The disgusted rival, in a fearful passion, wired back:
“Why don’t you keep your old comets chained up?”
Some time ago, in this department, I gave my opinion on the subject of hygienic rules as suggested by Polly’s perplexity over them.85 I think one thing I told her was that she would probably pick up an article next day which would contradict every word that she had just read. Since then, for my own amusement, I’ve been collecting a few of these contradictory statements from various journals, and here they are, suitably coupled together:
“Eat only a light breakfast” and “Breakfast should be the best meal of the day.”
“Always take a good walk before breakfast,” and “Never attempt to do anything on an empty stomach.”
“Take a cold bath the first thing in the morning,” and “The shock to the system in suddenly encountering cold or heat is very injurious.”
“Do not get in the habit of sleeping during the day,” and “Always take a nap in the afternoon.”

The tasks
**a)** In the passage on contradictory health advice, which statement is paired with "Eat only a light breakfast"?
**b)** Carry on the passage on contradictory health advice from its last sentence.

Supplied entries
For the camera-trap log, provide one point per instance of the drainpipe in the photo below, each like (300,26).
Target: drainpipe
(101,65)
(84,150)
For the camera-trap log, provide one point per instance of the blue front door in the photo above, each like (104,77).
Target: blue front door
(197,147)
==
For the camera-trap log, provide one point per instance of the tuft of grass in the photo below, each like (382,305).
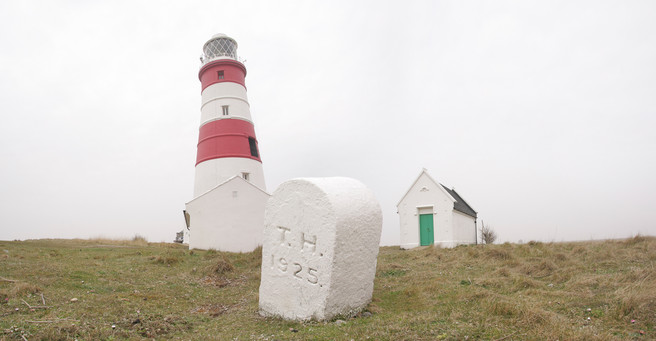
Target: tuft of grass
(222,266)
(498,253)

Answers
**a)** "Breakfast should be the best meal of the day."

**b)**
“Eat only at meal times,” and “Always eat whenever you feel hungry.”
“Eat no meat,” and “If you would be strong eat plenty of meat.”
“Never eat before going to bed,” and “Always take a light lunch before retiring.”
“Accustom yourself to scanty indulgence in fluids,” and “Drink all the water you can.”
“Make a practice of rising early,” and “Sleep until thoroughly rested no matter how late it is.”
There you are! Just suppose anybody tried to live up to those rules! What would be her fate?
Polly broke her hand-mirror the other day and quarrelled with Jack the same evening – the latter being, to her mind, the logical consequence of the former. “No luck for seven years,” says Polly.
It worries me to think how superstitious Polly is. The idea of anybody in this enlightened age believing that bad luck is attendant on breaking mirrors. Of course, I wouldn’t sit down with thirteen at a table for anything you could give me – but that is an entirely different thing!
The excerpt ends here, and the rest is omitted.